[Trecho para leitura]:

• • • • • • •

Neste livro de Dalton Trevisan, as sutilezas e as mensagens nas entrelinhas são substituídas por uma linguagem mais direta, escassa em metáforas. O narrador que transforma em arte as situações do cotidiano dá lugar a um narrador que reproduz um universo que lhe é alheio e hostil.
Uma vez que há uma recusa em adotar uma fórmula narrativa consagrada (e copiada), D. T. faz a forma significar. A transição da forma, ou melhor, a retração de um virtuosismo, a substituição do jogo de variações sobre o mesmo tema por uma nova forma que expressa outro sentido, estes são elementos de uma consciência do choque entre o desejado e o possível. De um lado, há a antiga realidade que se ama, cujos detalhes sempre foram o material de onde o autor tirava seus contos. Do outro, há o susto de enxergar um outro mundo que foi construído em cima do antigo – e o desejo de construir uma nova forma que dê conta desta nova realidade, construída sobre a forma antiga. Mesmo na ruptura, é possível encontrar a evolução de uma forma.

• • • • • • •

[Listagem]:

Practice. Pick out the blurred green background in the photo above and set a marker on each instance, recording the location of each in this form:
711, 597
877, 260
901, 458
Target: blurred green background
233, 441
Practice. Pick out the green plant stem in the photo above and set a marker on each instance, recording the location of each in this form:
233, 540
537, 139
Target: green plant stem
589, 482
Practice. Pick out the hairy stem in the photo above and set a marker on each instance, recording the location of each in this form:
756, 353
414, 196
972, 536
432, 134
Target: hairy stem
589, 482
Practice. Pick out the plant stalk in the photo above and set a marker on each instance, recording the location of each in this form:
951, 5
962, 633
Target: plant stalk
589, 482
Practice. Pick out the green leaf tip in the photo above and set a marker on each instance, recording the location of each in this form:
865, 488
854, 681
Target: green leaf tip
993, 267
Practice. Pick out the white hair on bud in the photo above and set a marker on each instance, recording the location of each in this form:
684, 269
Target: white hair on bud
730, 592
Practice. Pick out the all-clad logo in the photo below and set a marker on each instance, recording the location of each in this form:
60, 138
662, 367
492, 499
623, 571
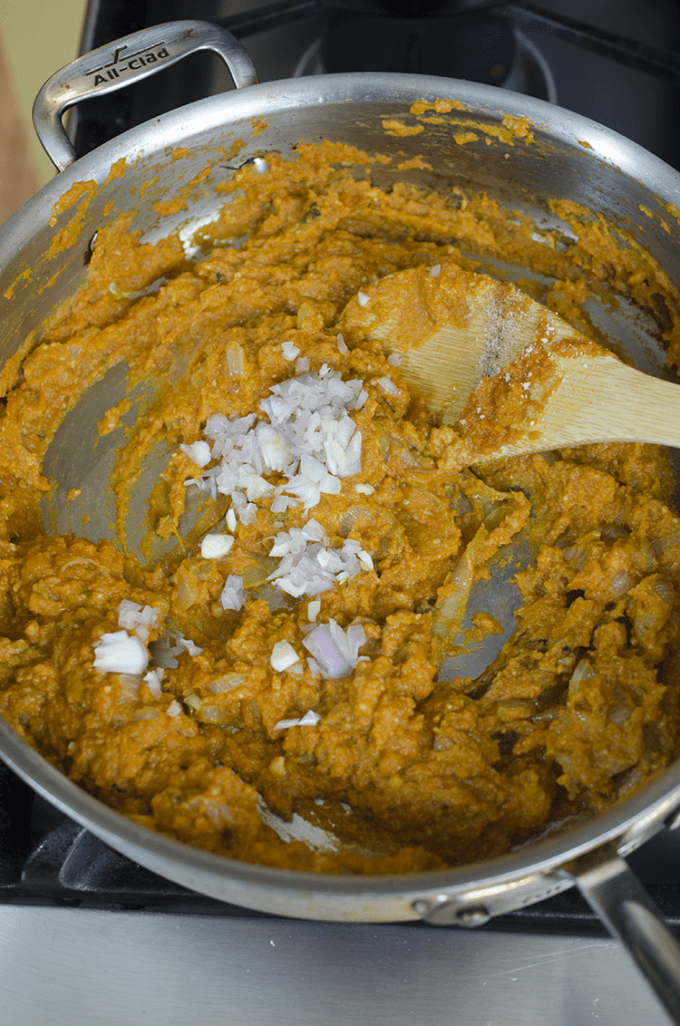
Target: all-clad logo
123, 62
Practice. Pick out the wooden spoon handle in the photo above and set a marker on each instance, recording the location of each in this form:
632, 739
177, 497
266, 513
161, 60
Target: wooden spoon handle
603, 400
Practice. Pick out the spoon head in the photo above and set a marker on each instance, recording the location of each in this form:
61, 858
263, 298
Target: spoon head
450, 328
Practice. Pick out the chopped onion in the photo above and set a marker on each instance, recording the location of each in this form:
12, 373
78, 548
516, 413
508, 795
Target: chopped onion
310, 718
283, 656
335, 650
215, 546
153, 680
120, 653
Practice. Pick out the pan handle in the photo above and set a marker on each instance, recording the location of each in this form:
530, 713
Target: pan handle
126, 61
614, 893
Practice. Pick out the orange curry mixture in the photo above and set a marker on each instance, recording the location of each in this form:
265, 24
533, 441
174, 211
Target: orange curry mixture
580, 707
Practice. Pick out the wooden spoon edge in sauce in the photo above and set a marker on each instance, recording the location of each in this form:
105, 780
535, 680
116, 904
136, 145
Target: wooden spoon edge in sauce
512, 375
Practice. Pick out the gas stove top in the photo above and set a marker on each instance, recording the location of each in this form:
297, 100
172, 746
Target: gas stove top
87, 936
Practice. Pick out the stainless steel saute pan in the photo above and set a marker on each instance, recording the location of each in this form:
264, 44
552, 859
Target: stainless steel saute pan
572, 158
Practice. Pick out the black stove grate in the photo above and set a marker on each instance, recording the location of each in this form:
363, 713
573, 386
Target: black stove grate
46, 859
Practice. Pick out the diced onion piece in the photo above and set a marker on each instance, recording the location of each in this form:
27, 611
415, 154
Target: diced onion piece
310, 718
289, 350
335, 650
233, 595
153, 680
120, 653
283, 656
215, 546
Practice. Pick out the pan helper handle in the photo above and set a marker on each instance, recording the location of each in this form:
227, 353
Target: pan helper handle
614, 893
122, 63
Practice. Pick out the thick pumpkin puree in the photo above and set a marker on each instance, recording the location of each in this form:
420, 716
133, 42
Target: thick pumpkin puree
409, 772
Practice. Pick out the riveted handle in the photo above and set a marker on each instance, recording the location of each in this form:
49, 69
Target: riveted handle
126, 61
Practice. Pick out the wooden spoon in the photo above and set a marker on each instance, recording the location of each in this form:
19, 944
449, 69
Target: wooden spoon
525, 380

• • • • • • •

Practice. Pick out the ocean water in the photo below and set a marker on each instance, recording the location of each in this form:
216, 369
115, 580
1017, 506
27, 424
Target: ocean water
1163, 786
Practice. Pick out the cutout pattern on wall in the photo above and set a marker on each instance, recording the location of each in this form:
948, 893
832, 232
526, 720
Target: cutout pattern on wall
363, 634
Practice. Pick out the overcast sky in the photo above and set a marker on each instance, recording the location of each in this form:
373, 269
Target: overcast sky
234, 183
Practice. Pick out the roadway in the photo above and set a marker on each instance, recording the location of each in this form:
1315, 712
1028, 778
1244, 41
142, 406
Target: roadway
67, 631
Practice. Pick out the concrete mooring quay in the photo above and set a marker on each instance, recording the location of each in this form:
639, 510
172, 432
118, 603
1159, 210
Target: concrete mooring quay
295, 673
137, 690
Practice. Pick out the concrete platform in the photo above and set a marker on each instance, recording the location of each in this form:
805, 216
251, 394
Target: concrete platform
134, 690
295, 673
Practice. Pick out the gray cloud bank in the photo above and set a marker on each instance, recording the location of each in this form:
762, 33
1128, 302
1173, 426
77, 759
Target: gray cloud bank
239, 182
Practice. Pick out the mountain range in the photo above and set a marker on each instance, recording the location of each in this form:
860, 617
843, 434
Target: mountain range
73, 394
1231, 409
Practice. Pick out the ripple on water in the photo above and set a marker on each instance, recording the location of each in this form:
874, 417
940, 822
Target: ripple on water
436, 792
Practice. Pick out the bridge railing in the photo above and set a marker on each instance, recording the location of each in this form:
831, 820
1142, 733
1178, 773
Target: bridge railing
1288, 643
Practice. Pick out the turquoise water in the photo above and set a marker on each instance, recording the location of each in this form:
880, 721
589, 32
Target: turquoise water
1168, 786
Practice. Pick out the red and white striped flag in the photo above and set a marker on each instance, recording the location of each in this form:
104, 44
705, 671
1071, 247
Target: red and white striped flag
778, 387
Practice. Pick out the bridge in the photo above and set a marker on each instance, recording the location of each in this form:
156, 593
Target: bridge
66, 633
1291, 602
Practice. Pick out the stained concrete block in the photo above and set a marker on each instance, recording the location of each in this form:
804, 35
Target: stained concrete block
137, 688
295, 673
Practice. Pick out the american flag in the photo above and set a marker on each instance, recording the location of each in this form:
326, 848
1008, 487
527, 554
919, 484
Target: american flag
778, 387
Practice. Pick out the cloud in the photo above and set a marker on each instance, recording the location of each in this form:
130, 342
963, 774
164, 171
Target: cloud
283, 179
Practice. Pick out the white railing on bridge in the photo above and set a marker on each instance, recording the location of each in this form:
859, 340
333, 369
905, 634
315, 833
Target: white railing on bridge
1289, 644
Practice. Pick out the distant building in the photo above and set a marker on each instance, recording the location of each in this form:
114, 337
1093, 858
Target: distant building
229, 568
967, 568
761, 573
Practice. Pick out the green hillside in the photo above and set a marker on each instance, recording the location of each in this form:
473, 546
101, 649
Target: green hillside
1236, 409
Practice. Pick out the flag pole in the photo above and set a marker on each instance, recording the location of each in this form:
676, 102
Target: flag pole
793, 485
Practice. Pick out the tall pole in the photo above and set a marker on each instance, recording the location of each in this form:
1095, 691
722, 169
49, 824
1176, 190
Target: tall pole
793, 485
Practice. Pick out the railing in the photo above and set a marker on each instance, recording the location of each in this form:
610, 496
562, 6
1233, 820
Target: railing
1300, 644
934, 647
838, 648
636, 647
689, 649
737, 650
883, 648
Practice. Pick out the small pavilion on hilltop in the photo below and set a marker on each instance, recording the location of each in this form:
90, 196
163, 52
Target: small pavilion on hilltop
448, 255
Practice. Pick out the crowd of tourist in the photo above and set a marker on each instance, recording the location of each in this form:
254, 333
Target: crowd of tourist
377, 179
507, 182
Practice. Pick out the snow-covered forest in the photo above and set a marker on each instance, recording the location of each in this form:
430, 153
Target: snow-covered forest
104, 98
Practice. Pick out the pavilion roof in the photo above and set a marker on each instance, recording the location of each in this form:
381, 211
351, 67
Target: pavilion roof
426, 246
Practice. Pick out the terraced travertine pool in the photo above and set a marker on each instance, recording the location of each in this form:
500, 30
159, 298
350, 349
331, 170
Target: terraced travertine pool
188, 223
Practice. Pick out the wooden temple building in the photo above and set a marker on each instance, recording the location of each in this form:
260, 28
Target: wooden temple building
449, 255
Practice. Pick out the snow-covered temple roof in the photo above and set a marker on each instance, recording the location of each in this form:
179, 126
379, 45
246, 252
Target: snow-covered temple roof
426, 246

• • • • • • •

[Tarefa proposta A]: Segundo o trecho sobre Dalton Trevisan, o que substitui as sutilezas e as mensagens nas entrelinhas neste livro?
[Tarefa proposta B]: Reescreva a passagem do trecho sobre Dalton Trevisan que começa em "Neste livro de" e termina em "alheio e hostil.", trocando "narrador" por "contador".

[Solução A]: Uma linguagem mais direta, escassa em metáforas.

[Solução B]:
Neste livro de Dalton Trevisan, as sutilezas e as mensagens nas entrelinhas são substituídas por uma linguagem mais direta, escassa em metáforas. O contador que transforma em arte as situações do cotidiano dá lugar a um contador que reproduz um universo que lhe é alheio e hostil.